Directions for this task: In the material below, some lines carry "backdrop". Copy each such line.
[Opening Records for this task section]
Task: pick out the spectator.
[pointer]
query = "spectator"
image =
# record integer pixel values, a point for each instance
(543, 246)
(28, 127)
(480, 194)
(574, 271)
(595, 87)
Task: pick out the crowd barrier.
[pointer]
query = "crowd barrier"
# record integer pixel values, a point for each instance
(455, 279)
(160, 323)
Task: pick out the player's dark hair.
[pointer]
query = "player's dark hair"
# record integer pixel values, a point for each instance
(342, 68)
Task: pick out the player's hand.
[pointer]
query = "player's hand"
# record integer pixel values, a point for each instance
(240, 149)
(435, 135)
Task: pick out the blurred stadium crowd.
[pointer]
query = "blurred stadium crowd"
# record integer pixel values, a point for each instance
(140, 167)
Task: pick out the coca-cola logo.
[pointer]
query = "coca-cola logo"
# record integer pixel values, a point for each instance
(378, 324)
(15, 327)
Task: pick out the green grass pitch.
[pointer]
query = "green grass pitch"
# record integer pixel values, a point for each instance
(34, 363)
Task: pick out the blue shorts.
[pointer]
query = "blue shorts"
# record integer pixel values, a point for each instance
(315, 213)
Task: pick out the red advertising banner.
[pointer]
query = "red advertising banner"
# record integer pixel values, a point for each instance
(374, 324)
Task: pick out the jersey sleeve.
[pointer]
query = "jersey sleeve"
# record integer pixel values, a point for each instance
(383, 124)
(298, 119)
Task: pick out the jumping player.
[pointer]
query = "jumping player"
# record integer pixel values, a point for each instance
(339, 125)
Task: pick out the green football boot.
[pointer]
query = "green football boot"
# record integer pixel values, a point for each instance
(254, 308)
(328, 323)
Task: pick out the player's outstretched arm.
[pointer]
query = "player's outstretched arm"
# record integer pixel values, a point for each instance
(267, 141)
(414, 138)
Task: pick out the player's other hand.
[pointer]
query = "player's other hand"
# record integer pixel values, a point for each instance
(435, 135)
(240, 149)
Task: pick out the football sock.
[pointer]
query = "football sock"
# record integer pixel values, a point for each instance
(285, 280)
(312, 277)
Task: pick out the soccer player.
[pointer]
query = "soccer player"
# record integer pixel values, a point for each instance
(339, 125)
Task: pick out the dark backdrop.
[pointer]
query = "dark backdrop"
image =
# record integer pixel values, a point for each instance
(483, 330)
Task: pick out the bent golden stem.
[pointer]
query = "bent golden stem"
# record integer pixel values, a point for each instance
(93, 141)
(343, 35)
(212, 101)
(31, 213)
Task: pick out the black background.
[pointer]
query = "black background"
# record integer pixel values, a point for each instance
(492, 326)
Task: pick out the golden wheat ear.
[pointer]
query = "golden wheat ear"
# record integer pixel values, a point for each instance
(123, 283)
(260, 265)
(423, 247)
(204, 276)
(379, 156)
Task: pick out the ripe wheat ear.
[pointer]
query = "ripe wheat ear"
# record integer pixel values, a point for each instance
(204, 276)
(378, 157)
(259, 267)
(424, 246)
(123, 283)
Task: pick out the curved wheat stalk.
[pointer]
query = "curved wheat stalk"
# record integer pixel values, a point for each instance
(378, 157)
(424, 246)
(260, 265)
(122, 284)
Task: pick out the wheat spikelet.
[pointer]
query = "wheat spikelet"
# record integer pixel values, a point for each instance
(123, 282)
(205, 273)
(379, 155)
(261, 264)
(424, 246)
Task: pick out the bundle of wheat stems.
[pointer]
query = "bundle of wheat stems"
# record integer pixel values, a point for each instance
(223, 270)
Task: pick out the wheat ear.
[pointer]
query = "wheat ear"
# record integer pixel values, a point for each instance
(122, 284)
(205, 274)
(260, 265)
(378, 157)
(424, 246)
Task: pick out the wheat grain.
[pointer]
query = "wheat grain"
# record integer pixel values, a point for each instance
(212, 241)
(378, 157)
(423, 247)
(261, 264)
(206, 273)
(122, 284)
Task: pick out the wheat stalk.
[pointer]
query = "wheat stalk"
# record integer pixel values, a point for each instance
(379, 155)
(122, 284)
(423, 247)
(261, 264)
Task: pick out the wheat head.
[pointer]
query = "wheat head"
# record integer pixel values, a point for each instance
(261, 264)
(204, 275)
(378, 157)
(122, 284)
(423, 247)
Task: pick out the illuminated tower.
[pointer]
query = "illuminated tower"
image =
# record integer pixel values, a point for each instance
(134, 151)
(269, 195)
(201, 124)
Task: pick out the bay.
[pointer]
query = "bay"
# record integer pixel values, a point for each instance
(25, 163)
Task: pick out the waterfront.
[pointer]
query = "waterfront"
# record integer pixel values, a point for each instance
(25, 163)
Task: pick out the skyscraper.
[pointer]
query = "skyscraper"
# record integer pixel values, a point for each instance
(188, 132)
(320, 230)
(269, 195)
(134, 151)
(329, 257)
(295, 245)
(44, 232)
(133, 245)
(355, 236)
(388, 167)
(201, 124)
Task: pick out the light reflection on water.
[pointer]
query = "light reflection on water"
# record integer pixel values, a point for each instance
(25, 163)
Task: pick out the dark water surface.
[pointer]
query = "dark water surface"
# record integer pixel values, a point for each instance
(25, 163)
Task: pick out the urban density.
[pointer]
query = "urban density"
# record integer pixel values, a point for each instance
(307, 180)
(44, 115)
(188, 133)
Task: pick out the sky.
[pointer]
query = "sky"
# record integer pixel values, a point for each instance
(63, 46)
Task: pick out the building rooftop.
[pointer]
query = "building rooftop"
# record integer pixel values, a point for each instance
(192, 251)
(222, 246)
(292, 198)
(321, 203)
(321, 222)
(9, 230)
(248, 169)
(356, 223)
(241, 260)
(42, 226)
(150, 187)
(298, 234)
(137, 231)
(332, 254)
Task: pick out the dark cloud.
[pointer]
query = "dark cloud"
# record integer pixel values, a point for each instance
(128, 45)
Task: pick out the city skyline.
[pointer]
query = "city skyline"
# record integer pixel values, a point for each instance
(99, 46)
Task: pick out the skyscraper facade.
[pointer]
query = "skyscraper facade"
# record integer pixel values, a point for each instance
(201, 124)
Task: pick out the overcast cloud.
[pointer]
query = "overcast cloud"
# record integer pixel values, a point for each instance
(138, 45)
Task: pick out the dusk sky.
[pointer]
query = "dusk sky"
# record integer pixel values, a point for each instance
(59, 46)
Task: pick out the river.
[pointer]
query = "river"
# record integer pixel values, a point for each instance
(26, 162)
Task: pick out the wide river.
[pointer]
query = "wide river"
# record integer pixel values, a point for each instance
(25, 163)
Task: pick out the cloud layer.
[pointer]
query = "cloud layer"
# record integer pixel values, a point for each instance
[Closing Records for this task section]
[Opening Records for this task section]
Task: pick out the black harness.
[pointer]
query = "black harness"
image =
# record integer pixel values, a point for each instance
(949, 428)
[Closing Records for this task section]
Written response:
Task: pick out the dark backdrop.
query = "dark backdrop"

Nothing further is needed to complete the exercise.